++++ DATA TO USE ++++

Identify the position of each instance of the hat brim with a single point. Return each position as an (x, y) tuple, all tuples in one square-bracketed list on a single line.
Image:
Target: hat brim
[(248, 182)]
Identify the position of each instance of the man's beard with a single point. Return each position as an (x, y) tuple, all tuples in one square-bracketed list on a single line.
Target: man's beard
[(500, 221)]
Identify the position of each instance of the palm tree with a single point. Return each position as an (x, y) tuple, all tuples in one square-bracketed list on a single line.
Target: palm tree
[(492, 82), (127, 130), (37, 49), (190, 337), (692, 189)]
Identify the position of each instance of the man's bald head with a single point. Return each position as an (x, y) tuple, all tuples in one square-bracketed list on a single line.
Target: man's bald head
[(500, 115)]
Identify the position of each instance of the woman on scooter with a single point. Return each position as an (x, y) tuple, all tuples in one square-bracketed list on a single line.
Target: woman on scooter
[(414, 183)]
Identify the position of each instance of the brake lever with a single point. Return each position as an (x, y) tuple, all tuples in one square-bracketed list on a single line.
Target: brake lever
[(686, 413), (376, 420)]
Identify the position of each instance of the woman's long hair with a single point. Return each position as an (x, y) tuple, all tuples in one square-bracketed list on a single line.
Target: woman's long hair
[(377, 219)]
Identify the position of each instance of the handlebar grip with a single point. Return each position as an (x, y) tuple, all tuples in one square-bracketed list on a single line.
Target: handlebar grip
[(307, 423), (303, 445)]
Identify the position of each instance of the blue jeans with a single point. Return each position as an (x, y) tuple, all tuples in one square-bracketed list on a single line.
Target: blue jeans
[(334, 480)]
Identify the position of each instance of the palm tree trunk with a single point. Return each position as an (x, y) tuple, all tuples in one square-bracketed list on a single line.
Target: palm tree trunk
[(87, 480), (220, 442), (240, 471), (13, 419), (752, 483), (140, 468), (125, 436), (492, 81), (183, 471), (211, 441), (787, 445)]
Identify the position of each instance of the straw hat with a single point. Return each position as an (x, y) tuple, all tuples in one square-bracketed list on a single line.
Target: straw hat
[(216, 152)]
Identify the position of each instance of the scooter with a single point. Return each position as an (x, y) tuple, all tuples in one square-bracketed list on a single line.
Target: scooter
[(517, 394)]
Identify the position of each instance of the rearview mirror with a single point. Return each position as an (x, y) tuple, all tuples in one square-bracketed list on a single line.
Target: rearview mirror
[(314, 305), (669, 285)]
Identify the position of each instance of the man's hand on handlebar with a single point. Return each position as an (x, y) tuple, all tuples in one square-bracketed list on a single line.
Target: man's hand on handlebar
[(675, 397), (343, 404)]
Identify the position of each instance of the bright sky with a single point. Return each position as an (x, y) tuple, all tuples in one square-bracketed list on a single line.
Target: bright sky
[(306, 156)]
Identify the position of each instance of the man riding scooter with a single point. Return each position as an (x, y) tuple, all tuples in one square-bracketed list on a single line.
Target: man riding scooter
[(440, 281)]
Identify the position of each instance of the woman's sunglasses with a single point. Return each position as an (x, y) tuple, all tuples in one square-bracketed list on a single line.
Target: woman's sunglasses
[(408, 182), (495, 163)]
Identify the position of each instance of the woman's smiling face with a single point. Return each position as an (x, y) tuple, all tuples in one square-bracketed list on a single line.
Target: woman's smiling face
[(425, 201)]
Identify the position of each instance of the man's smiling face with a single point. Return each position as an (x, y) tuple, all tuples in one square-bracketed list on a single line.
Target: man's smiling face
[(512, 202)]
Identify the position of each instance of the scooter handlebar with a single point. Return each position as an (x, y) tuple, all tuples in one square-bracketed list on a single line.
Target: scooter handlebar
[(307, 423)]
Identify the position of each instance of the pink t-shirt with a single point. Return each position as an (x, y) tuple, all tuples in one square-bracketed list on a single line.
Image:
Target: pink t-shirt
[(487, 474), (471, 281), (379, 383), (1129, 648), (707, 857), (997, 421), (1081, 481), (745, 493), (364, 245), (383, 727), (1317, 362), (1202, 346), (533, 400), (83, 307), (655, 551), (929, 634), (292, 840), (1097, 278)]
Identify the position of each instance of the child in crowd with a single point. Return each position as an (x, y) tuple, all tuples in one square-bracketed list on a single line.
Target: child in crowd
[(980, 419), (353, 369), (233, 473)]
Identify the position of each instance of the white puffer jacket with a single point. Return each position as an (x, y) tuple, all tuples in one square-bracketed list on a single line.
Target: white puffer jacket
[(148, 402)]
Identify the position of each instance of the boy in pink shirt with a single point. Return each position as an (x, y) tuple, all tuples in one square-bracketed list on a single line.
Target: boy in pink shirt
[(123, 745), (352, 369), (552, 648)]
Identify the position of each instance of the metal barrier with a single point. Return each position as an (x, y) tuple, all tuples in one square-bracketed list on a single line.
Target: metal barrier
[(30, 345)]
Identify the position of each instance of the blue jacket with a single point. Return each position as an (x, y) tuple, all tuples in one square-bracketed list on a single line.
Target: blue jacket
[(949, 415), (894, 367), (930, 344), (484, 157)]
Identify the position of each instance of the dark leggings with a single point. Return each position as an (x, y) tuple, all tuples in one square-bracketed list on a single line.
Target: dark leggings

++++

-- TASK GOAL --
Substitute "one point" for "a single point" throughout the rows above, keeping every other word the same.

-- WRITTEN ANSWER --
Identify the position of each instance of the hat brim with one point. Return each position as an (x, y) tuple, all tuples in one square-bracketed list on a single line.
Image:
Target: hat brim
[(248, 182)]
Identify the position of each instance of the man's beard with one point. Return each position as an (x, y) tuple, all tuples in one square-bracketed list on a single line.
Target: man's beard
[(500, 221)]
Identify the position of each instance of the palm tree with one point. Return each position as an (x, y) tuple, all tuples in one square-bracketed list on a single line.
Target: palm tree
[(492, 82), (127, 130), (37, 49), (190, 337), (692, 189)]
Identify the position of each instance of the man's bald head with one point. Return each position as an (x, y) tuple, all tuples in one square-bracketed list on a single line.
Target: man's bald head
[(500, 115)]
Identify the position of each instance of the woman on scooter with one point. Return each position as an (x, y) tuple, all tuples in one square-bracketed list on a single line.
Target: woman on scooter
[(414, 183)]
Identify the position of each instance of the brake lever with one point. Return each position as an (x, y) tuple, all tuples in one square-bracketed list on a single line.
Target: brake lever
[(686, 413), (376, 420)]
Identify the position of each instance of the woman's long hair with one point. Return each position as an (x, y) tuple, all tuples in one square-bracketed list on a single line.
Target: woman's long hair
[(377, 219)]
Identify the position of each instance of the handlebar grip with one point. Return each position as an (x, y) tuple, all tuples in one square-bracketed list on a single line.
Target: handlebar grip
[(307, 423), (303, 445)]
Identify the position of each instance of the blue jeans with one point. Return each position as an (x, y) tuple, all tuples in one square-bracketed list on a single line.
Target: blue jeans
[(334, 480)]
Identify the position of each instance of the palm tree trunk with one point. Return each position as an (x, y) tuple, all tuples in one square-bracketed list on a single line.
Target: palm tree trunk
[(87, 480), (220, 442), (240, 471), (13, 419), (752, 483), (140, 468), (125, 436), (492, 81), (183, 471), (211, 441), (787, 445)]
Identify the position of each instance of the straw hat with one point. Return each position as an (x, y) tuple, all tuples in one square-bracketed list on a single line.
Target: straw hat
[(216, 152)]
Identify the position of each instance of the scooter with one point. Return each position as an (x, y) tuple, all tuples in one square-bracketed list on a single line.
Target: scooter
[(517, 394)]
Identify the position of each instance of the rearview mirror with one point. Return each position as an (x, y) tuple, all tuples in one square-bracketed list on a single line.
Target: rearview mirror
[(314, 305), (669, 285)]
Identify the position of each instance of the man's hand on handlebar with one point. Return each position as an (x, y) tuple, all tuples in one square-bracketed list on a single line.
Target: man's hand on handlebar
[(675, 397), (343, 404)]
Identify the position of each instance of the bright sky with one point. Return each position as an (x, y) tuple, all tuples in one square-bracketed list on a single line.
Target: bright sky
[(306, 156)]
Identify the position of each instance of the man riding scooter with one point. Return each position as an (x, y) tuple, all tuples in one square-bracketed list on a single line.
Target: man riding scooter
[(440, 281)]
Identify the position of each instance of the woman's sunglasses with one point. Return each position as an (x, y) tuple, all tuples in one square-bracketed list on a single line.
Target: woman's sunglasses
[(408, 182), (495, 163)]
Identify the position of each instance of the woman's smiling face with one point. Return each position as an (x, y) tuple, all tuples in one square-bracketed list on a single line.
Target: woman's smiling face
[(425, 201)]
Identify the position of each instance of the man's smiling face with one point. Return each position as an (x, y) tuple, all tuples in one square-bracketed list on a single line.
Target: man's smiling face
[(512, 202)]
Identify the position of each instance of the scooter handlebar with one point. Return each position as an (x, y) tuple, all tuples in one square-bracketed list on a single line.
Target: scooter handlebar
[(307, 423)]
Identify the position of each instance of the pink t-shirt with one point. Return each position as an (x, y) tuple, all tuples in one square-bracketed list on a single line.
Image:
Target: pink t-shirt
[(487, 474), (471, 281), (379, 383), (1129, 648), (707, 857), (997, 421), (1081, 481), (745, 493), (364, 245), (383, 727), (1317, 362), (1202, 346), (533, 400), (83, 307), (655, 551), (929, 634), (292, 840), (1097, 278)]
Identify the position of each instance of the child in crowd with one point. Return each position as an (x, y) tuple, all tuples in one square-bracketed list on a single line.
Target: child in crowd
[(980, 419), (353, 369), (233, 473)]
Identify the position of each instance of the white puffer jacket with one point. Return each position as an (x, y) tuple, all tuples in one square-bracketed list on a single line.
Target: white puffer jacket
[(148, 402)]
Identify the position of each instance of the boy in pink shirt with one point. Return each position as an (x, y) tuple, all tuples in one square-bracketed list on a single line.
Target: boy in pink shirt
[(123, 745), (352, 369), (552, 648)]
Identify the position of each instance of the metal barrier with one point. Return each position as an (x, y) tuple, all tuples in one square-bracketed list on a single line.
Target: metal barrier
[(30, 345)]
Identify the position of each instance of the blue jacket with one point. Return each position as an (x, y) tuple, all tuples in one square-bracketed list on a single line.
Target: blue jacket
[(949, 415), (894, 367), (930, 344), (484, 157)]
Identify the position of each instance of the dark leggings with one point. Return each position as an (x, y) tuple, all tuples in one square-bracketed list on a single line.
Target: dark leggings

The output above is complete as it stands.